Texto dado:
Por Ernesto Hernández Norzagaray
Llegó formalmente el último día de la gestión presidencial de Andrés Manuel López Obrador y el primer día de la administración de Claudia Sheinbaum Pardo, una dialéctica rutinaria en democracia, pero complicada en democracias defectuosas.
El cambio se hizo con toda la parafernalia en la sede de la Cámara de Diputados. Ahí estaban reunidos los miembros de los tres poderes de la Unión, los gobernadores e invitados especiales que fueron testigos de una ceremonia que, en México, durante los tiempos del PRI hegemónico, representaba claramente la máxima de la monarquía de Carlos VII: ¡el rey ha muerto, viva el rey!
Solo que, en los tiempos de la llamada Cuarta Transformación, se trata de una entelequia política. Hoy lo novedoso es que “el que se va, no se va”, o, para decirlo en palabras ancladas en la historia de México, estamos ante la inauguración de un nuevo intento de Maximato, aquella práctica antidemocrática que inauguró el presidente Plutarco Elías Calles que consistía en imponer y controlar a los sucesores en el poder presidencial, hasta que llegó a su término con el presidente Lázaro Cárdenas del Río, que rompió y mandó al exilio al llamado “jefe máximo”.

Entradas mostradas:
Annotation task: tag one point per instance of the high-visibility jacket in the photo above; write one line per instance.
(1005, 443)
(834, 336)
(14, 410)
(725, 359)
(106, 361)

Tareas pendientes:
(A) Responde estas preguntas sobre el texto acerca del cambio de gobierno:
(i) ¿Quién inicia su administración el día del cambio?
(ii) ¿En qué sede se hizo el cambio?
(iii) ¿Qué presidente le puso término al Maximato?
(B) Reúne todas las líneas de las entradas que contienen la palabra "high". Las mayúsculas y minúsculas cuentan.

Resultados obtenidos:
(A)
(i) Claudia Sheinbaum Pardo.
(ii) En la sede de la Cámara de Diputados.
(iii) Lázaro Cárdenas del Río.

(B)
Annotation task: tag one point per instance of the high-visibility jacket in the photo above; write one line per instance.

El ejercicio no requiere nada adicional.